Vorliegender Text:
****

Neuigkeit | Semestereröffnung

Ziviler Ungehorsam in der Klimakrise

Mit einer Podiumsdiskussion zur Klimabewegung und den Protesten der Letzten Generation hat die HWR Berlin am 19. April 2023 das Sommersemester 2023 eröffnet.

25.04.2023

Eröffnung des Sommersemesters 2023 an der HWR Berlin, Foto: Lukas Schramm

Traditionell begrüßte Prof. Dr. Andreas Zaby, Präsident der HWR Berlin, die neuen Erstsemester-Studierenden an der HWR Berlin und wünschte allen Studierenden und weiteren Hochschulmitgliedern ein inspirierendes und erfolgreiches Semester. Sein herzliches Willkommen ging auch an die internationalen Studierenden und Gaststudierenden, insbesondere an alle Studierenden mit Fluchterfahrung.

Transformationskonflikte und ziviler Ungehorsam in der Klimakrise

Anschließend diskutierten auf dem Podium zum Thema „Transformationskonflikte und ziviler Ungehorsam in der Klimakrise“:

  • Carla Rochel, die Sprecherin der Gruppe Letzte Generation. Ihr Standpunkt: Deutschland befindet sich auf katastrophalen Kurs. Die Bundesregierung macht ihren Job nicht, handelt zu wenig und zu langsam. Fridays for Future wurde ignoriert. Pappschilder sind der Krise nicht mehr angemessen, es sei an der Zeit, entschieden zivilen Widerstand zu leisten.

****

Bereitgestelltes Material:

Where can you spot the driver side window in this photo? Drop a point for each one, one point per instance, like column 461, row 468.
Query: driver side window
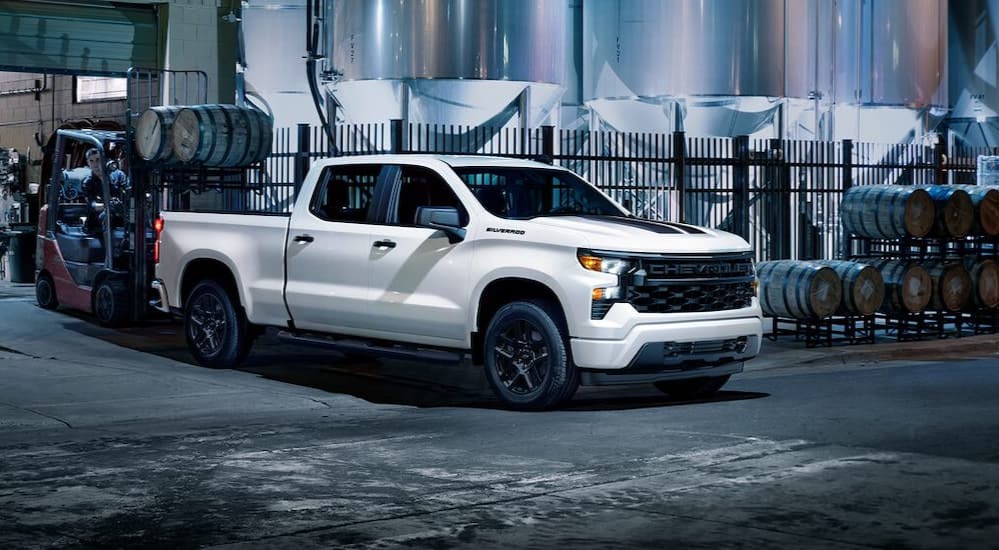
column 418, row 187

****

Auftrag 1:
Gib den Abschnitt aus dem Text zur Semestereröffnung von „Neuigkeit | Semestereröffnung“ bis „Sommersemester 2023 eröffnet.“ erneut wieder und ersetze dabei „Podiumsdiskussion“ durch „Gesprächsrunde“.
Auftrag 2:
Führe den Text zur Semestereröffnung an der HWR Berlin nach seinem letzten Satz weiter.

Endergebnis 1:
Neuigkeit | Semestereröffnung

Ziviler Ungehorsam in der Klimakrise

Mit einer Gesprächsrunde zur Klimabewegung und den Protesten der Letzten Generation hat die HWR Berlin am 19. April 2023 das Sommersemester 2023 eröffnet.

Endergebnis 2:
  • Julia Kaiser, Wissenschaftliche Mitarbeiterin am Arbeitsbereich Arbeits-, Industrie- und Wirtschaftssoziologie, Friedrich-Schiller-Universität Jena. Sie betonte die Notwendigkeit, soziale und ökologische Komponente miteinander zu verbinden. Man müsse beides zusammen denken.
  • Dieter Rucht, Professor für Soziologie am Wissenschaftszentrum Berlin für Sozialforschung (WZB). Sein Fokus: die Definition von zivilem Ungehorsam – nämlich der gewaltfreie Bruch von Regeln und Gesetzen. Die Letzte Generation habe die Gründe ihres Handels offengelegt und trete nicht anonym auf. Ob moderatere Mittel erfolglos ausgeschöpft worden sind, bezweifelt er allerdings. Insbesondere die Forderung nach einem Gesellschaftsrat „als Zufallsorgan anstelle von Parlament und Regierung“ sei wenig überzeugend.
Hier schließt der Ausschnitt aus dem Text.